* [THE PROBLEM] In the DIY branding guide below, what title should the Google Doc created in Action Item #1 have?

Graphic designers are an amazing bunch of people, and some of them deserve your business and money. However, if you DIY for the first few months to year, before hiring a professional, you’re going to have a much better idea of your likes and dislikes, what serves you well and is lacking in your current branding, and how much it’s worth to you.

How to Pull Together a Style Guide & DIY Logo

Table of Contents:

1. Get everything ready
2. Create your brand identity
3. Identify 3-5 style likes and dislikes
4. Identify the range of styles in your industry
5. Create a mood board
6. Pick a color palette
7. Identify your two core fonts
8. Gather your tools and decide on resources
9. Begin creating

1. Get Ready: Embrace the fact that this isn’t a $5,000 branding project

The goal of creating a branding style guide is to have a passable logo, to get your website launched, to get your web presence started etc. Whether you keep this “logo” and style guide for 3 months or 3 years, the point is to have something to not be conspicuous in its absence. Meaning we’re not looking to win any design awards, we’re looking to have something that is good enough that doesn’t detract from what we’re trying to accomplish with our business. There’s no shame in that!

Action Item #1: Set aside an hour to begin working on this project and see how far you get. Create a Google Doc – ‘My Branding & Style Guide’ and continue to the next step.

2. Create your Brand Identity

Think about the message you’re trying to convey to your audience and prospective customers. A simple Brand Overview can be an introduction to who you are, what you do, and how you do it differently than every other X out there. This is often similar to your business cards, LinkedIn profile, and website/portoflio about page.

Your brand identity can include:

  • Mission statement
  • Background
  • Promise to customers or clients
  • Personality – voice and tone

Action Item #2: Open your Google Doc and write out the exact spelling (spacing and capitalization) of your brand or name. Write a couple sentence background (who you are, what you do, how you’re different). Include a one sentence mission statement and customer promise if you have one.

3. Identify 3-5 style likes and dislikes

Hop on Pinterest and find 3-5 examples of logos and styles that you like (colors, fonts, or even if you don’t know exactly what you like about it). I find it easiest to create a Secret Pinterest board and pin away without distraction.

Pinterest logo inspiration

Now find 3-5 logos/branding that you dislike:

Remember, these logos can be ones you dislike in general or that you do like, just not for your industry or brand.

Pinterest - don't like logos

Action Item #3: Create secret Pinterest board of logo/branding likes/dislikes. Note any common themes to the branding you like and the branding you dislike? Including:

  • Logos – maybe you like streamlined, vintage-y, modern?
  • Color – do you like monchromatic, colorful and bright?
  • Fonts – cursive-y, vintage, modern, sanserif?

4. Identify a range of styles in your industry

Is there a style that seems to work well in your industry already? Is there a style that really doesn’t? Think about what feelings you want to convey and how that fits what you do. Security, fun, different, trust, etc. For example, consider how different branding in the finance industry is than a spa or a public relations consultant.

Action Item #4: Note what styles work in your industry.

5. Create a mood board

Before we had Pinterest, many of us were out creating mood boards. Just think of your mood board like a collage. Assemble anything – from pictures, icons, colors – whatever has the look or feel you want for your brand.

Action Item #5: Either add to your “Branding I Like” secret Pinterest board you created in step 3 above or create a new one.

* [PROVIDED RECORDS]
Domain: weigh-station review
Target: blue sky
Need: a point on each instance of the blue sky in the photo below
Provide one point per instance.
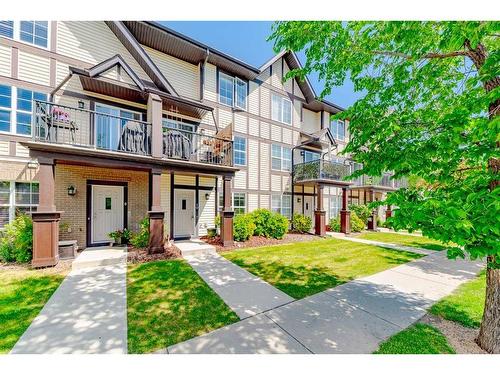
(246, 40)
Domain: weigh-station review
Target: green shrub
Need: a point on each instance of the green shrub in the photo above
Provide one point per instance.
(243, 227)
(141, 239)
(269, 224)
(16, 241)
(362, 212)
(357, 225)
(301, 223)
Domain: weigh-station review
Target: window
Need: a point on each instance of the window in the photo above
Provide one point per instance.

* [SOLUTION FOR THIS TASK] ‘My Branding & Style Guide’